(Source data)
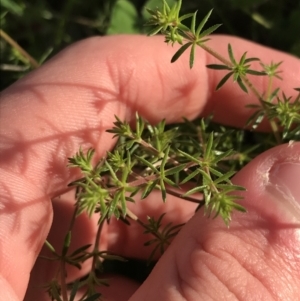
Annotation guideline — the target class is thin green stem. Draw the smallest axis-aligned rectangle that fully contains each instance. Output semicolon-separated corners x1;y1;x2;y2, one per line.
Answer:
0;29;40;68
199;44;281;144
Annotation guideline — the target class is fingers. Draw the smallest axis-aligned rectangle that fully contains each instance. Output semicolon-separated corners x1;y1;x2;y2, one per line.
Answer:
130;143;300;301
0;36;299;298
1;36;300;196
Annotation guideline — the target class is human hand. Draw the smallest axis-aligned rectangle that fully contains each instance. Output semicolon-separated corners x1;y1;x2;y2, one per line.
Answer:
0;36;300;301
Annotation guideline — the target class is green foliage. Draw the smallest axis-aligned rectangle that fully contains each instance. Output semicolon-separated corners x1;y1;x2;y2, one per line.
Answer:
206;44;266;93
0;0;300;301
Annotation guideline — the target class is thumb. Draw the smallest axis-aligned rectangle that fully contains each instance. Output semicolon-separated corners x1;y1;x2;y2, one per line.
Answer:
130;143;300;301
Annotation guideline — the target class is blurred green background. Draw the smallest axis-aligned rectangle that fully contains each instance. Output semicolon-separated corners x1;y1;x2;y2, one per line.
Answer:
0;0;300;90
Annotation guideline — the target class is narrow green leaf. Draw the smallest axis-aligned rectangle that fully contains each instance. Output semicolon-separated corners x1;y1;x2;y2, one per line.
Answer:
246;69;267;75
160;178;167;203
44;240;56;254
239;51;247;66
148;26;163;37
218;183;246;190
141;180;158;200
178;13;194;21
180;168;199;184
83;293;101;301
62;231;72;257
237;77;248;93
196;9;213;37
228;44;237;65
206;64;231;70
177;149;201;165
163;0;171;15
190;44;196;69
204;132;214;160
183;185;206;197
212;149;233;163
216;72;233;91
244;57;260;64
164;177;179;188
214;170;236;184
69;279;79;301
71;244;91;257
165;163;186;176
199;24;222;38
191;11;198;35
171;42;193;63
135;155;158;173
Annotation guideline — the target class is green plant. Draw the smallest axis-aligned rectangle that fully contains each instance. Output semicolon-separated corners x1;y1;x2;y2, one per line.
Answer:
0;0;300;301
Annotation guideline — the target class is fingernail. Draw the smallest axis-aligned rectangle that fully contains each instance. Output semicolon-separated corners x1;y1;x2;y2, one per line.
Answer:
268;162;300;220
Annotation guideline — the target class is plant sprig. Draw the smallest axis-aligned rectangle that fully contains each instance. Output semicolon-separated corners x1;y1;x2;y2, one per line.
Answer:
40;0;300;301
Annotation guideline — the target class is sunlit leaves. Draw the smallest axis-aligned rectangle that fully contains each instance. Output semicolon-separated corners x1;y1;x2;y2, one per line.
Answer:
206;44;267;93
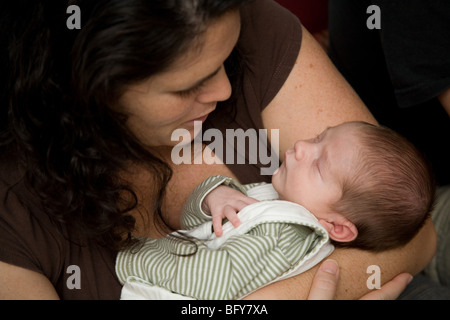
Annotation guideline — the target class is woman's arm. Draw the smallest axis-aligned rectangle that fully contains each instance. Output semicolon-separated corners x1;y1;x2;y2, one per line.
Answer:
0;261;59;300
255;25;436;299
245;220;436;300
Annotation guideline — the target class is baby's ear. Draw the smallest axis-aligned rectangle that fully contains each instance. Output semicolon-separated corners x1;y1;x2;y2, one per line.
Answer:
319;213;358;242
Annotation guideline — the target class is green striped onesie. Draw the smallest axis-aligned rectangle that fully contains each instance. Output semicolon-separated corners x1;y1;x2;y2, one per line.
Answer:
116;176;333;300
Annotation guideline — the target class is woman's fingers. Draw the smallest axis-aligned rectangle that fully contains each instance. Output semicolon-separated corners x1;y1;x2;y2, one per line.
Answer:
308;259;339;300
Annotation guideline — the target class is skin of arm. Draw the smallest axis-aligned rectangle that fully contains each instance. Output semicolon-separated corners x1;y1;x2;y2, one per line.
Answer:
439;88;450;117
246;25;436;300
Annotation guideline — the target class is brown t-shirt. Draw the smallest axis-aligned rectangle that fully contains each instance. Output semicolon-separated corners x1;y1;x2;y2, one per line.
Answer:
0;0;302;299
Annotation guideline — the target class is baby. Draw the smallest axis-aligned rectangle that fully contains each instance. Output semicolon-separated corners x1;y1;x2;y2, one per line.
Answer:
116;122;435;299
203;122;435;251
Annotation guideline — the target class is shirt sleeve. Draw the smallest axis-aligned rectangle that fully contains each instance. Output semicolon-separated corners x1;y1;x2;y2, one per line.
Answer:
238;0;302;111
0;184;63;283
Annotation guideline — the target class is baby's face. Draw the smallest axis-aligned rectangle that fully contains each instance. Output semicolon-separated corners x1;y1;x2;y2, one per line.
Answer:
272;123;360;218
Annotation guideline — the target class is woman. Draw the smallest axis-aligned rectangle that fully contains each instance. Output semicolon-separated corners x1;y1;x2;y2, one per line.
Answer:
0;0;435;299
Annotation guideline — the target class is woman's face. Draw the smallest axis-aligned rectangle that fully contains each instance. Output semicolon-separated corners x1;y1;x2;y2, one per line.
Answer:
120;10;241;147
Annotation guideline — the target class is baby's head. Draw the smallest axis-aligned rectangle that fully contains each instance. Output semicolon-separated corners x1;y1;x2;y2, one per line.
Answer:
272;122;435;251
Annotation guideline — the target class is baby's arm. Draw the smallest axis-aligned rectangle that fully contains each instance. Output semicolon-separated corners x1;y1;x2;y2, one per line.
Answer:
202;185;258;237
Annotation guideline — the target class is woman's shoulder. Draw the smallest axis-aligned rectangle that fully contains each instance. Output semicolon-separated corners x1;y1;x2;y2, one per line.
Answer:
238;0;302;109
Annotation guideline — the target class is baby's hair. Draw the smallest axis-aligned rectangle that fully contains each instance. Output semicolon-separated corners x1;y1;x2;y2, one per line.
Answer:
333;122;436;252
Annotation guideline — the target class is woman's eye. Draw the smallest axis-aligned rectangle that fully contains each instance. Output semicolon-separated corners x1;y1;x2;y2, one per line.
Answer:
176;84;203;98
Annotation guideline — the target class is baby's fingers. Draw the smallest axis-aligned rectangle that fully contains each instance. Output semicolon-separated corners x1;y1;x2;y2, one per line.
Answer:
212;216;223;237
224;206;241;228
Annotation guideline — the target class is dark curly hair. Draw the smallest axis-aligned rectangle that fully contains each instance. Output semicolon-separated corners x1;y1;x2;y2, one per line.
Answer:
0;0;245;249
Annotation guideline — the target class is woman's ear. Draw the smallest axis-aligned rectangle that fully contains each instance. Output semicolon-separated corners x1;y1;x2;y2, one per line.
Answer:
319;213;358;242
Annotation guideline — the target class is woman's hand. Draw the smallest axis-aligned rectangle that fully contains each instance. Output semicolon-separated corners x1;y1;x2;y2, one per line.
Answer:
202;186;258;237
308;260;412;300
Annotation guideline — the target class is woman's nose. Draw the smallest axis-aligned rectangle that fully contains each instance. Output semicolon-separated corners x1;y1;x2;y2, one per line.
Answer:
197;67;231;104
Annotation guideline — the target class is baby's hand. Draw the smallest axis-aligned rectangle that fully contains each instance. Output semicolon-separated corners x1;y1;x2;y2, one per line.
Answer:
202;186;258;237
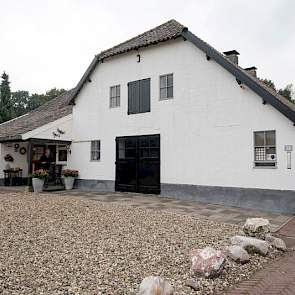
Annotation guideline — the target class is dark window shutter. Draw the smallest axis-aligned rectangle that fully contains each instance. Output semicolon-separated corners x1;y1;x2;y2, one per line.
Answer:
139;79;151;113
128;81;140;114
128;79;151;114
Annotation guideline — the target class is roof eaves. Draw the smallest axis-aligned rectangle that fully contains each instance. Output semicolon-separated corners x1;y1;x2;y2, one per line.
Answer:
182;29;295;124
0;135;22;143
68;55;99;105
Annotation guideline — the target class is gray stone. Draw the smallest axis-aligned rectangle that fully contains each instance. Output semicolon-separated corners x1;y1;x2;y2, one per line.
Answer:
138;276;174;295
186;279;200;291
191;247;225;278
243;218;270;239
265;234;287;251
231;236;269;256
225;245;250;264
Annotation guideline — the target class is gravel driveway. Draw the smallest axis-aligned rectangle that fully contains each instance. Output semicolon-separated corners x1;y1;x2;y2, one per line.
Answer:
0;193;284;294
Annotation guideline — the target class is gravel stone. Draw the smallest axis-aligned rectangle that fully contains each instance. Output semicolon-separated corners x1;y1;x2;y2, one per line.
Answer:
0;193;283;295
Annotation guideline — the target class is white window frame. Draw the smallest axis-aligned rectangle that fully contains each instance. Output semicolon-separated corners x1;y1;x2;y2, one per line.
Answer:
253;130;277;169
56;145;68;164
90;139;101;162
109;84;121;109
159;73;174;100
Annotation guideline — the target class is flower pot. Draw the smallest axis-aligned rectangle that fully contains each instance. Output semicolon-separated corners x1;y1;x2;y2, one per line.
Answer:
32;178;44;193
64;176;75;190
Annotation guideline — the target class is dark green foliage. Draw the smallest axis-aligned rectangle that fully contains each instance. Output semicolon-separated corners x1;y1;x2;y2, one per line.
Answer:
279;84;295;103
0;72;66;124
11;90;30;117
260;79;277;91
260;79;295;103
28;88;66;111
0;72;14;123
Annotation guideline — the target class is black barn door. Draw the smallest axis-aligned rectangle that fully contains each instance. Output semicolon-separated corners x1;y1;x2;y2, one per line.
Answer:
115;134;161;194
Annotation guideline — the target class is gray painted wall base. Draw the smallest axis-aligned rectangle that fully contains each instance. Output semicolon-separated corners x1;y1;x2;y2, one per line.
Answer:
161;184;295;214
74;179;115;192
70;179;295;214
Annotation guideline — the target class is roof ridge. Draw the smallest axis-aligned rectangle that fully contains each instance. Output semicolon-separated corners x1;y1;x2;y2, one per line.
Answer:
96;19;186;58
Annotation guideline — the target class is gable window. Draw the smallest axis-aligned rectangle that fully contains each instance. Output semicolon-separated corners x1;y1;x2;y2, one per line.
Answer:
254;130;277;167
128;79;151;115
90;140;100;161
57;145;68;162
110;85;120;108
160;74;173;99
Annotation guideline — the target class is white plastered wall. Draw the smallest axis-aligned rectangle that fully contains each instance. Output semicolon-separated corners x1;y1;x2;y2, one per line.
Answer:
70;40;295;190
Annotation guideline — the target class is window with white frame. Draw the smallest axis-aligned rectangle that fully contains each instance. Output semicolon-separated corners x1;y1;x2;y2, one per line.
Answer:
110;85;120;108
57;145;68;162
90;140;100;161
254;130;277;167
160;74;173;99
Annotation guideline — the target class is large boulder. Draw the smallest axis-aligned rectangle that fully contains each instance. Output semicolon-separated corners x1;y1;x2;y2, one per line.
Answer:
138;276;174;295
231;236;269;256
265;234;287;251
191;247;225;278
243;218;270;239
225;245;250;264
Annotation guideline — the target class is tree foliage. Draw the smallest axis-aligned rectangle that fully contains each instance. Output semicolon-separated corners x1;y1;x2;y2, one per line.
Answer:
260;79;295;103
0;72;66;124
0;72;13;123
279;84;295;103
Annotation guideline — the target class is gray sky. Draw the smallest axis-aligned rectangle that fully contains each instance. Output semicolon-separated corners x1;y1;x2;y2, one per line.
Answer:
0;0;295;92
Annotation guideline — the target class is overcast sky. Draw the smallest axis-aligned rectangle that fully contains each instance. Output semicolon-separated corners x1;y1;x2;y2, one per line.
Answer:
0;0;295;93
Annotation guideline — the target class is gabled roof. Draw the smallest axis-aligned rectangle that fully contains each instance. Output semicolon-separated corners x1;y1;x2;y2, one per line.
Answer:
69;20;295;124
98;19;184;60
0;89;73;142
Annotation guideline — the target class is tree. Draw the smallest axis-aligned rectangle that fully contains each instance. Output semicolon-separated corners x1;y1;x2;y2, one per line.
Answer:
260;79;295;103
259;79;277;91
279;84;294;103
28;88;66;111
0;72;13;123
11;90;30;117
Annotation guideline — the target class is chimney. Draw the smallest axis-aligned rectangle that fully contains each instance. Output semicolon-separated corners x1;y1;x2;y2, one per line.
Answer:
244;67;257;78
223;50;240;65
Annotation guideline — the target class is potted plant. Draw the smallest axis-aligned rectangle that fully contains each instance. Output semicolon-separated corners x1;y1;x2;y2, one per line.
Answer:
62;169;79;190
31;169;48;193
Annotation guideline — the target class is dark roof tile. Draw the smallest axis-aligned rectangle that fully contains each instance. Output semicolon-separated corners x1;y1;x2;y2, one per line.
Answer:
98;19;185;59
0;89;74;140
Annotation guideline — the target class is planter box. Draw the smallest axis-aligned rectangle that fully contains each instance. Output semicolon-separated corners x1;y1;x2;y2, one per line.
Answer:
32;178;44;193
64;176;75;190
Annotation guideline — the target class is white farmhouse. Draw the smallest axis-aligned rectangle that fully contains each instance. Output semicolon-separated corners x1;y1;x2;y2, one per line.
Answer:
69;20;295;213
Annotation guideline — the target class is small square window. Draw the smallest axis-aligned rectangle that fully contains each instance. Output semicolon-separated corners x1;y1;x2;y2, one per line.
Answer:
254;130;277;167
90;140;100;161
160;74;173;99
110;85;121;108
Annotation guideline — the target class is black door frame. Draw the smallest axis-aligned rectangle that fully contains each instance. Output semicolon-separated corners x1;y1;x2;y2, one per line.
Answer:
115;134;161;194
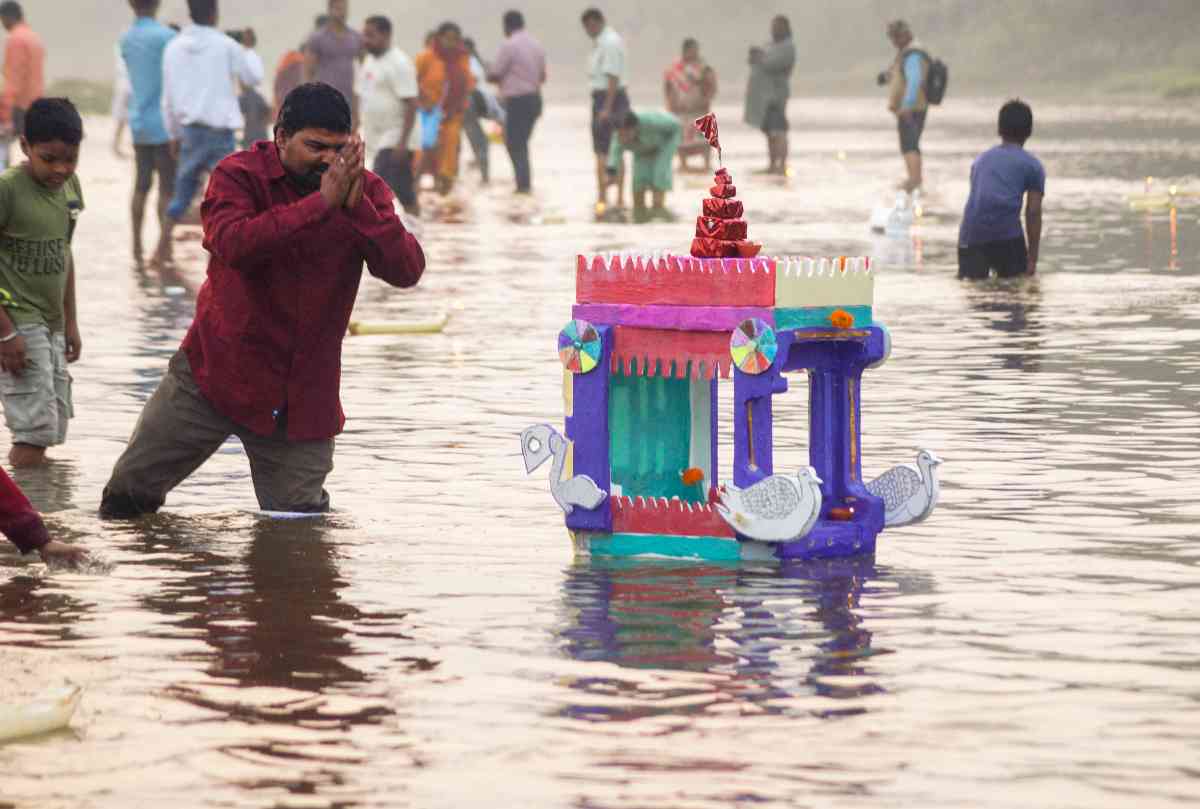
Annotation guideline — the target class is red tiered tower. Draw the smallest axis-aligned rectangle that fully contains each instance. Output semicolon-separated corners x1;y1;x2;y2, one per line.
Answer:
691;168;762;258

_Goal of the exercise_
Put the items from the start through the line containing "1;36;300;196" into a two-column CSV with the columns guideline and boxes, one row per item, each field quoted and any line breaks replaced by spaces. Leave the pictures out.

_Output_
guideline,boxes
"Annotation guideline — the target class is thin green stem. Draw the smallest axis-aligned rectangle that fully contains each instance. Output semicolon-separated corners x1;y1;x2;y2, one per line. Answer:","0;29;40;68 199;44;281;144"
"Annotation guideline — the target class is fingers. Draw the smallest axis-aligned rectangle that fully contains each instance. Output semicolon-separated corners x1;y1;x2;y2, one per line. Answer:","130;143;300;301 0;36;299;298 1;36;300;196"